# Source extract:
++++++++++

تخطَّ إلى المحتوى

LitmusChaos Cheat Sheet

Overview

LitmusChaos is a CNCF incubating project that provides a complete chaos engineering framework for Kubernetes environments. It enables SRE and DevOps teams to inject controlled faults into applications, infrastructure, and platforms to identify weaknesses before they cause production outages. LitmusChaos uses Kubernetes custom resources (CRDs) to define chaos experiments, making it natively integrate with GitOps workflows and CI/CD pipelines.

The framework includes a comprehensive chaos hub (ChaosHub) with pre-built experiments for pod-level faults (kill, CPU stress, memory hog), node-level disruptions (drain, taint, restart), and network chaos (latency, loss, partition). LitmusChaos 3.x introduced a centralized control plane with a web dashboard, RBAC, team management, and detailed resilience scoring that helps teams quantify their system’s fault tolerance over time.

Installation

Install LitmusChaos 3.x via Helm

# Add Litmus Helm repository
helm repo add litmuschaos https://litmuschaos.github.io/litmus-helm/
helm repo update

# Create namespace
kubectl create namespace litmus

# Install Litmus ChaosCenter (control plane)
helm install chaos litmuschaos/litmus \
  --namespace litmus \
  --set portal.server.service.type=LoadBalancer \
  --set portal.frontend.service.type=LoadBalancer

# Verify installation
kubectl get pods -n litmus
kubectl get svc -n litmus

# Get ChaosCenter URL
kubectl get svc -n litmus chaos-litmus-frontend-service \
  -o jsonpath='{.status.loadBalancer.ingress[0].hostname}'

# Default login: admin / litmus

Install via kubectl (Manifest)

# Install Litmus 3.x from manifests
kubectl apply -f https://litmuschaos.github.io/litmus/3.0.0/litmus-3.0.0.yaml

# Verify CRDs are installed
kubectl get crds | grep litmus
# Expected: chaosengines, chaosexperiments, chaosresults, etc.

Install litmusctl CLI

# Install litmusctl
curl -sL https://github.com/litmuschaos/litmusctl/releases/latest/download/litmusctl-linux-amd64 \
  -o /usr/local/bin/litmusctl
chmod +x /usr/local/bin/litmusctl

# Configure litmusctl
litmusctl config set-account \
  --endpoint "https://chaos.example.com" \
  --username admin \
  --password litmus

# List available projects
litmusctl get projects

# Connect a chaos delegate (agent)

++++++++++

(Labeled-object pointing entries)

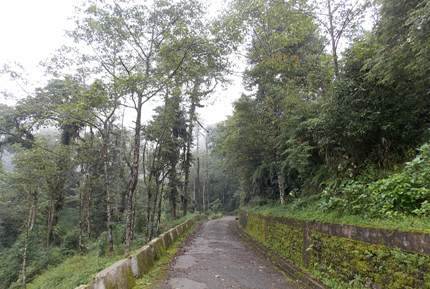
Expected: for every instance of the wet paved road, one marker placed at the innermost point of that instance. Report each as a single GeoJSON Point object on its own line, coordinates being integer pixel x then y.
{"type": "Point", "coordinates": [216, 259]}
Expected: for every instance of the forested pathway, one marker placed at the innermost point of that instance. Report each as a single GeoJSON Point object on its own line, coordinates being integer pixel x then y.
{"type": "Point", "coordinates": [216, 259]}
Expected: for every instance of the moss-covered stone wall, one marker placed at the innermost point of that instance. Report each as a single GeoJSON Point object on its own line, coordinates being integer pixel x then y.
{"type": "Point", "coordinates": [341, 257]}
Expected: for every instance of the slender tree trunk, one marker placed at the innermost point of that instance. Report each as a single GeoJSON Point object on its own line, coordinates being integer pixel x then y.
{"type": "Point", "coordinates": [198, 191]}
{"type": "Point", "coordinates": [105, 157]}
{"type": "Point", "coordinates": [31, 219]}
{"type": "Point", "coordinates": [333, 40]}
{"type": "Point", "coordinates": [189, 142]}
{"type": "Point", "coordinates": [82, 189]}
{"type": "Point", "coordinates": [134, 175]}
{"type": "Point", "coordinates": [207, 172]}
{"type": "Point", "coordinates": [281, 185]}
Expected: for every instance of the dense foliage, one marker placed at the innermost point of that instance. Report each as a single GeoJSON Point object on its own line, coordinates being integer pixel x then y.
{"type": "Point", "coordinates": [337, 131]}
{"type": "Point", "coordinates": [303, 130]}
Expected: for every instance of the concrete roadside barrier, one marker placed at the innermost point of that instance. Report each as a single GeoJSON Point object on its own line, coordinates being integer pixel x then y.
{"type": "Point", "coordinates": [123, 273]}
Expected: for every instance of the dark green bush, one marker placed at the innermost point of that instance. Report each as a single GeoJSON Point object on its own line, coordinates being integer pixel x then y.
{"type": "Point", "coordinates": [406, 192]}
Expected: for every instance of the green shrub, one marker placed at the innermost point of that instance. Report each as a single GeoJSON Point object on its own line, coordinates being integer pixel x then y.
{"type": "Point", "coordinates": [403, 193]}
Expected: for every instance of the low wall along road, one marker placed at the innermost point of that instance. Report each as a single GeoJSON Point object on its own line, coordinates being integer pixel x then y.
{"type": "Point", "coordinates": [124, 273]}
{"type": "Point", "coordinates": [377, 258]}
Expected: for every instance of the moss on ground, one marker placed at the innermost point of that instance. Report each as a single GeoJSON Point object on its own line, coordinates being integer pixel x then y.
{"type": "Point", "coordinates": [159, 271]}
{"type": "Point", "coordinates": [80, 269]}
{"type": "Point", "coordinates": [341, 263]}
{"type": "Point", "coordinates": [311, 212]}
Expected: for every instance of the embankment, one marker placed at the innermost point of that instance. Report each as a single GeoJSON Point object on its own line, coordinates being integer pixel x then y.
{"type": "Point", "coordinates": [352, 256]}
{"type": "Point", "coordinates": [124, 273]}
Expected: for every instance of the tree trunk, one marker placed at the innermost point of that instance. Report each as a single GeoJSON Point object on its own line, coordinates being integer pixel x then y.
{"type": "Point", "coordinates": [333, 40]}
{"type": "Point", "coordinates": [31, 218]}
{"type": "Point", "coordinates": [134, 175]}
{"type": "Point", "coordinates": [281, 185]}
{"type": "Point", "coordinates": [105, 157]}
{"type": "Point", "coordinates": [187, 152]}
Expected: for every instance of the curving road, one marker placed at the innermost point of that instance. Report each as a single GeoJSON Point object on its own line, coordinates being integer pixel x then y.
{"type": "Point", "coordinates": [216, 259]}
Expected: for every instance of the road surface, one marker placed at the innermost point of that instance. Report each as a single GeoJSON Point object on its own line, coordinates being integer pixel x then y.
{"type": "Point", "coordinates": [215, 258]}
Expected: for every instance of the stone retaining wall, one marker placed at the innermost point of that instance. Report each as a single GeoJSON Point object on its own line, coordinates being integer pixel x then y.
{"type": "Point", "coordinates": [124, 273]}
{"type": "Point", "coordinates": [374, 258]}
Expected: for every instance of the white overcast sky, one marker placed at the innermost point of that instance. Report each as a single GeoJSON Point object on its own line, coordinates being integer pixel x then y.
{"type": "Point", "coordinates": [31, 31]}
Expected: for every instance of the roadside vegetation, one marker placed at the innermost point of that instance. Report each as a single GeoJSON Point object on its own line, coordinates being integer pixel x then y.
{"type": "Point", "coordinates": [333, 125]}
{"type": "Point", "coordinates": [340, 138]}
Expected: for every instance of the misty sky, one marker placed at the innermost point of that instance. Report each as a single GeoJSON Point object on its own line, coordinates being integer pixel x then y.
{"type": "Point", "coordinates": [32, 30]}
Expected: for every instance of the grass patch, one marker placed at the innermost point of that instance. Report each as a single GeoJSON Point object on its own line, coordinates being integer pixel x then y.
{"type": "Point", "coordinates": [74, 271]}
{"type": "Point", "coordinates": [310, 211]}
{"type": "Point", "coordinates": [80, 269]}
{"type": "Point", "coordinates": [159, 271]}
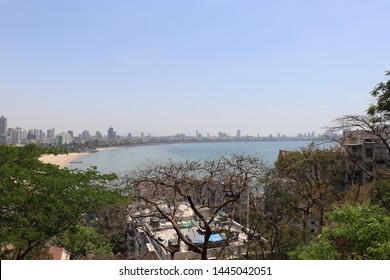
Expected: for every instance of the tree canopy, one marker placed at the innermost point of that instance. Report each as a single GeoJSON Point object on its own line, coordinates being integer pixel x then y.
{"type": "Point", "coordinates": [354, 232]}
{"type": "Point", "coordinates": [39, 201]}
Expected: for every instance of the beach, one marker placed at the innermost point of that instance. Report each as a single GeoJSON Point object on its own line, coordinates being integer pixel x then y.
{"type": "Point", "coordinates": [62, 160]}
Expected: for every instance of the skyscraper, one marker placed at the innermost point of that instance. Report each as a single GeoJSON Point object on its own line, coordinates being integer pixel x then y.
{"type": "Point", "coordinates": [3, 130]}
{"type": "Point", "coordinates": [3, 125]}
{"type": "Point", "coordinates": [111, 133]}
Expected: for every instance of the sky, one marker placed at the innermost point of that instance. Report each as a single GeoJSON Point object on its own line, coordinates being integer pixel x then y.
{"type": "Point", "coordinates": [177, 66]}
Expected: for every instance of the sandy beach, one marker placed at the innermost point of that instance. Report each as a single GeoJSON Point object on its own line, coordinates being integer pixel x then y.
{"type": "Point", "coordinates": [62, 160]}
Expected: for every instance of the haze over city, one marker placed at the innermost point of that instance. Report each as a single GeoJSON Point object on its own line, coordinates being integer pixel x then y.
{"type": "Point", "coordinates": [165, 67]}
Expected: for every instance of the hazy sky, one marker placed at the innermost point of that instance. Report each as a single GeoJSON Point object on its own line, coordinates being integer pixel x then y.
{"type": "Point", "coordinates": [165, 67]}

++++++++++

Transcribe the passage of the LitmusChaos cheat sheet from "LitmusChaos is a" up to and including "and CI/CD pipelines.".

LitmusChaos is a CNCF incubating project that provides a complete chaos engineering framework for Kubernetes environments. It enables SRE and DevOps teams to inject controlled faults into applications, infrastructure, and platforms to identify weaknesses before they cause production outages. LitmusChaos uses Kubernetes custom resources (CRDs) to define chaos experiments, making it natively integrate with GitOps workflows and CI/CD pipelines.